Return only that part of the material below which starts with the line containing "mark the sky | one pin per instance." and goes on through the line containing "Target: yellow dump truck graphic", restated exactly.

Provided data:
====
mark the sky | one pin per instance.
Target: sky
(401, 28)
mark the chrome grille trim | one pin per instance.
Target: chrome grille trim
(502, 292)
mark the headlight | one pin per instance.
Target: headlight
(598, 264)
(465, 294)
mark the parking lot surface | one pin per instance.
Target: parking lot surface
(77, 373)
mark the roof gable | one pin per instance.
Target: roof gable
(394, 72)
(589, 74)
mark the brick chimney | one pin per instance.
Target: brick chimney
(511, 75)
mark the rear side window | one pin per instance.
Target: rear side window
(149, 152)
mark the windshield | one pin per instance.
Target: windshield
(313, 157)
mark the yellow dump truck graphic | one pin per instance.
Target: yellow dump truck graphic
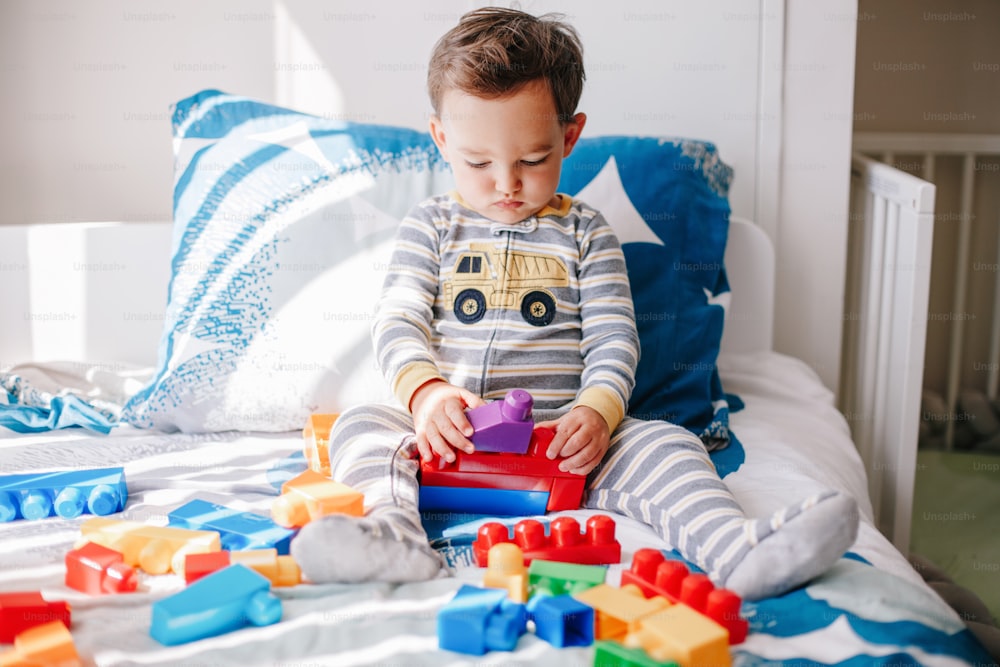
====
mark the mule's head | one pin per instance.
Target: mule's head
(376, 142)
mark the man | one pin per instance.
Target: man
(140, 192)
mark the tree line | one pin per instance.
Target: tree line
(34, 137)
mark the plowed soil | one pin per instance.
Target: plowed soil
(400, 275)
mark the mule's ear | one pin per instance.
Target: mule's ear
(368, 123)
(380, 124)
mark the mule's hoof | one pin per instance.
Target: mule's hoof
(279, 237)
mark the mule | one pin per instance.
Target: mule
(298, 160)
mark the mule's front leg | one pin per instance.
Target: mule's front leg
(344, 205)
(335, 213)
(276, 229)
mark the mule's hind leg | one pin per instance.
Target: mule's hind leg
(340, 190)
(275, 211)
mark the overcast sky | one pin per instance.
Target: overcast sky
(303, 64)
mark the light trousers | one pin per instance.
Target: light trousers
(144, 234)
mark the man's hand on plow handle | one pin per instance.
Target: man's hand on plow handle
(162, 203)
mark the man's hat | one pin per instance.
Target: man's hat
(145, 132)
====
Written answer:
mark the sky | one pin per instance.
Target: sky
(401, 28)
mark the chrome grille trim | one pin per instance.
Target: chrome grille trim
(502, 292)
mark the headlight | one pin per instance.
Target: headlight
(598, 264)
(465, 294)
mark the parking lot surface | one pin per instance.
Target: parking lot surface
(77, 373)
mark the roof gable | one pin per instance.
Target: roof gable
(394, 72)
(589, 74)
mark the brick chimney | one pin per instance.
Target: brick chimney
(511, 75)
mark the rear side window | one pin per instance.
Target: rear side window
(149, 152)
mark the windshield | one pin per instance.
Target: windshield
(313, 157)
mark the yellow dump truck graphic | one pin per instance.
Target: yellow dump truck graphic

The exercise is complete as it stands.